* **To be done**
Copy the records below word for word, from the line containing "Target: leather logo patch on backpack" through the end of the records. Include both of those lines.
··········
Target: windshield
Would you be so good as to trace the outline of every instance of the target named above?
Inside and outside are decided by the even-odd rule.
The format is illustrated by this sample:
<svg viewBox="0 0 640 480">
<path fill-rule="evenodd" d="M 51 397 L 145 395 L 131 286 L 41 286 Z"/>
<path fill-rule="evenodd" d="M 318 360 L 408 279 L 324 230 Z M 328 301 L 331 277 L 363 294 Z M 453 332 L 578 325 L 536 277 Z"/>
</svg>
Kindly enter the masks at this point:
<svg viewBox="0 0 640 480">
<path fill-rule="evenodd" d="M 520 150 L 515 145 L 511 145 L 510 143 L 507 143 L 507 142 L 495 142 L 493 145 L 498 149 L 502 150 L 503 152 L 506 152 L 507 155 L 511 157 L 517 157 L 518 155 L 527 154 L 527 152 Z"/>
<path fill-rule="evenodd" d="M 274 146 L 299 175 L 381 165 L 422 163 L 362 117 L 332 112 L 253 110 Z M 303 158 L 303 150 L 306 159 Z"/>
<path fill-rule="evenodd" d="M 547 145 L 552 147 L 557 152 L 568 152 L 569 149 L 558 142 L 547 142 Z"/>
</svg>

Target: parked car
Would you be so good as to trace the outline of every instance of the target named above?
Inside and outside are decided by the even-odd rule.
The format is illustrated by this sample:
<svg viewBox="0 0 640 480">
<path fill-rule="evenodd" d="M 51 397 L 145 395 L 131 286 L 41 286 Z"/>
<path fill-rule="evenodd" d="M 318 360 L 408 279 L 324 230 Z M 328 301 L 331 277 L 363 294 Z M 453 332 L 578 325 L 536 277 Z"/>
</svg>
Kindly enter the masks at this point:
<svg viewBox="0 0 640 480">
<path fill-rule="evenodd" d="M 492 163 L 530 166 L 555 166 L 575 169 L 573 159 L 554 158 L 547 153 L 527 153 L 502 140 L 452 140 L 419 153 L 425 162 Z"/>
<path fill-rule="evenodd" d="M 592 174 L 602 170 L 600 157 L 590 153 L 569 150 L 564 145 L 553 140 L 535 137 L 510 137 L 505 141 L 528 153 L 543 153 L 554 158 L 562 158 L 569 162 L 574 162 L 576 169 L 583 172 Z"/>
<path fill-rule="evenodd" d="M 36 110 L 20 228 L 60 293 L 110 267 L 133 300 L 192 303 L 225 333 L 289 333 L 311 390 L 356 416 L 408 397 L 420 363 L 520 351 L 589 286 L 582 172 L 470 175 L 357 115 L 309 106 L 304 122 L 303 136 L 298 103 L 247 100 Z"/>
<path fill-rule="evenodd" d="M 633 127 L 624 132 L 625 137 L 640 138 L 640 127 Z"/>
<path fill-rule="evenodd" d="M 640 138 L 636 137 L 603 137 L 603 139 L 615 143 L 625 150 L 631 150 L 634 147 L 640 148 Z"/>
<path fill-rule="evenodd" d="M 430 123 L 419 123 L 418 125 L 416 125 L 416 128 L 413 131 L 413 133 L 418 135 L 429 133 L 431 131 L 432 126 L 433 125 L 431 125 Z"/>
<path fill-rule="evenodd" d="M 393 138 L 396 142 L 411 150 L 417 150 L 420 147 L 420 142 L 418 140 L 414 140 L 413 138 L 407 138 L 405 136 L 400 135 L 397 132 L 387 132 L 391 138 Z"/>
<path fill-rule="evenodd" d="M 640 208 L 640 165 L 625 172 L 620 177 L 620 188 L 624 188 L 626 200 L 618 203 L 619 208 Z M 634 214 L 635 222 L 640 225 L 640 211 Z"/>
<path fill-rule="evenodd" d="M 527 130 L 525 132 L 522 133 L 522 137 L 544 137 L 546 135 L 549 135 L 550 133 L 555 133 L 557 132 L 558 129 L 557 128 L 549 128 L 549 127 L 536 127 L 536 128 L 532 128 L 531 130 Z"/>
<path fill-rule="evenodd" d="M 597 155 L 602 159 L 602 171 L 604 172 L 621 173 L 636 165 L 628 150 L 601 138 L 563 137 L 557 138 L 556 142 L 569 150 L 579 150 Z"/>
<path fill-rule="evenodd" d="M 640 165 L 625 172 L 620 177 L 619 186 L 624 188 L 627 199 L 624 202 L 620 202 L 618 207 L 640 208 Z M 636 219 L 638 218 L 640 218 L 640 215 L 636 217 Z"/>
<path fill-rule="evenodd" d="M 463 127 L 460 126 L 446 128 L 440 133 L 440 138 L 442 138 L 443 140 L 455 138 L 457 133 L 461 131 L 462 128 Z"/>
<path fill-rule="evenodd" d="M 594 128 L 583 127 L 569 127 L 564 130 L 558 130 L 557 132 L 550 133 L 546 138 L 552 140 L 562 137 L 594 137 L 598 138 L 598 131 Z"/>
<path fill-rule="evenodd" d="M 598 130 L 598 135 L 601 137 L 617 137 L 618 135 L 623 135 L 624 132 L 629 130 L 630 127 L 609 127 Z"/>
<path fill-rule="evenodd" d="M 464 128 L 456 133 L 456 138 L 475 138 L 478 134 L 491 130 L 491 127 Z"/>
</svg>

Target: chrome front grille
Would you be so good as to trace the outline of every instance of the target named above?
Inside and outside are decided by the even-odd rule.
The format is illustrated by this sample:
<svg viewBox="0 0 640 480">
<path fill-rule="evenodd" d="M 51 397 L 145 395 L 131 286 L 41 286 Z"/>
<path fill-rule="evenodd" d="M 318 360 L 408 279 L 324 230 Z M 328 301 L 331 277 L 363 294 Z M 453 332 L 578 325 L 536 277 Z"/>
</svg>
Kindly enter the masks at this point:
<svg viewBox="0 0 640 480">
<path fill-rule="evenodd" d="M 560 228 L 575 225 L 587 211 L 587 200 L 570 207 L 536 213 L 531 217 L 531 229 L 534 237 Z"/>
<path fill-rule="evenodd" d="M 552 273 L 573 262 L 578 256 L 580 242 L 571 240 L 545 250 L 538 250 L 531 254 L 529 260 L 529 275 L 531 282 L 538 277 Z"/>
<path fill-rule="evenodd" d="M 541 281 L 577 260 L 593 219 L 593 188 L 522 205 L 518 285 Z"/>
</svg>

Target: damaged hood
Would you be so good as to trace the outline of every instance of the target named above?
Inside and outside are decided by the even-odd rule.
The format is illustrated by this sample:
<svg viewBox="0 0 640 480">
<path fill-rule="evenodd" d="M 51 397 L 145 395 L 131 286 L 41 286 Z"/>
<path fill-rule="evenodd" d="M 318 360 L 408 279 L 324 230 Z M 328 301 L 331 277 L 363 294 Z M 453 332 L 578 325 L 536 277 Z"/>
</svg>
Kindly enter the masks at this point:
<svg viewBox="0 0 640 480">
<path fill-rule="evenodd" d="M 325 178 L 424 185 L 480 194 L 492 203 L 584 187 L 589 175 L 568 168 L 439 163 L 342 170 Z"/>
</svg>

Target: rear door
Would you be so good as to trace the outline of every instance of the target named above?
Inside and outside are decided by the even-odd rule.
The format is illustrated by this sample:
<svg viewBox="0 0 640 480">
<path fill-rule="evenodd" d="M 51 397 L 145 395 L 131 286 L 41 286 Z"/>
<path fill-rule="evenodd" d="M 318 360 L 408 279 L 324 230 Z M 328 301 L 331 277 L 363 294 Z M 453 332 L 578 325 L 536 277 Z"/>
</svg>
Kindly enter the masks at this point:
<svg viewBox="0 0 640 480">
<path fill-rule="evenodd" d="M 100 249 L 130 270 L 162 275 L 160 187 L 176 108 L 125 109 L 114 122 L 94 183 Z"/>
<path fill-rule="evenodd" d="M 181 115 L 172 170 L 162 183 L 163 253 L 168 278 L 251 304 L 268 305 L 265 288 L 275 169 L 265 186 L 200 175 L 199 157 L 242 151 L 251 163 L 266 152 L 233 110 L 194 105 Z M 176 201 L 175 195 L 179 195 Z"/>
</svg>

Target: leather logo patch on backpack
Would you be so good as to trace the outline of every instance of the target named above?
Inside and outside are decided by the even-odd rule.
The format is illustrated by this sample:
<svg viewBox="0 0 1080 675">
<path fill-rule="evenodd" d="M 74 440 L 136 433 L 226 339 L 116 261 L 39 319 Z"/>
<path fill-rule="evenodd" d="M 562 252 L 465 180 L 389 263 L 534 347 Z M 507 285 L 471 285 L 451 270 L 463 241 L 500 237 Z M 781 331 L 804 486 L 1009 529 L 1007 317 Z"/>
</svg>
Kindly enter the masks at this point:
··········
* **Problem solution**
Target: leather logo patch on backpack
Would you be so good as to trace the outline of every instance of the target named above?
Inside and outside are decided by the even-odd rule.
The format is illustrated by this sample:
<svg viewBox="0 0 1080 675">
<path fill-rule="evenodd" d="M 74 440 L 136 433 L 226 339 L 116 261 L 39 319 Z"/>
<path fill-rule="evenodd" d="M 562 252 L 465 180 L 389 263 L 534 347 Z M 507 285 L 471 285 L 451 270 L 463 241 L 500 237 Z M 781 331 L 804 486 L 1009 529 L 1007 317 Z"/>
</svg>
Kindly enter the masks at this point:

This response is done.